◆ ZIEL DER ÜBUNG
Gib bitte alle folgenden Einträge Zeile für Zeile unverändert aus.
----- ZU VERWENDENDE EINTRÄGE
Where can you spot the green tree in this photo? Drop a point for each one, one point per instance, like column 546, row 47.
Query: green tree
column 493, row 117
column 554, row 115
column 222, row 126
----------
◆ ANTWORT ZUR AUFGABE
Where can you spot the green tree in this photo? Drop a point for each one, one point per instance, like column 546, row 47.
Query: green tree
column 493, row 117
column 554, row 115
column 222, row 126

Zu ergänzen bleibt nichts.